▶ **EXERCISE TASK**: Please copy every row below unchanged, except offset each coordinate in the answer outlines by -63.

▶ **DATA RECORDS**:
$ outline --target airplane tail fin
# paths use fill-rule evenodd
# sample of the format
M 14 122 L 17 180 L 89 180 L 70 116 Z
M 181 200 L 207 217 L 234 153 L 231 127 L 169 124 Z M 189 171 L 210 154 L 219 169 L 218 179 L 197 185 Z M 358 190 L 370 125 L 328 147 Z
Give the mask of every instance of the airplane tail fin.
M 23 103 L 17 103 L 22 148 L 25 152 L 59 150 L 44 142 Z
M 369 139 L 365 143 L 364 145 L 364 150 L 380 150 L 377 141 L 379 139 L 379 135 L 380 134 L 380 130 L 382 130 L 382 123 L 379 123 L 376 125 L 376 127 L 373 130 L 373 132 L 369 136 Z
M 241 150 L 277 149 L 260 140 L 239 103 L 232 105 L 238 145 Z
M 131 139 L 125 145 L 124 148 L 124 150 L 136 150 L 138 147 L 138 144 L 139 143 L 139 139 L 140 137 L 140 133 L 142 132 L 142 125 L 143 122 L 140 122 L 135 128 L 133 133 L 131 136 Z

▶ **EXERCISE ANSWER**:
$ outline --target airplane tail fin
# paths use fill-rule evenodd
# sample of the format
M 14 122 L 17 180 L 89 180 L 70 116 Z
M 181 200 L 207 217 L 234 153 L 231 127 L 169 124 Z M 189 171 L 210 154 L 219 169 L 218 179 L 197 185 Z M 358 190 L 370 125 L 328 147 Z
Give the mask of every instance of the airplane tail fin.
M -40 40 L -46 40 L -41 85 L -38 89 L -4 87 L -19 79 Z
M 306 76 L 302 80 L 301 82 L 301 87 L 317 87 L 314 78 L 316 76 L 316 72 L 317 71 L 317 67 L 319 67 L 319 60 L 316 60 L 313 62 L 313 64 L 310 67 L 310 69 L 306 73 Z
M 178 87 L 214 86 L 197 77 L 176 40 L 169 42 L 175 82 Z
M 68 76 L 62 82 L 61 85 L 61 87 L 73 87 L 75 84 L 75 81 L 76 80 L 76 76 L 77 74 L 77 70 L 79 69 L 79 62 L 80 59 L 77 59 L 72 65 L 70 70 L 68 73 Z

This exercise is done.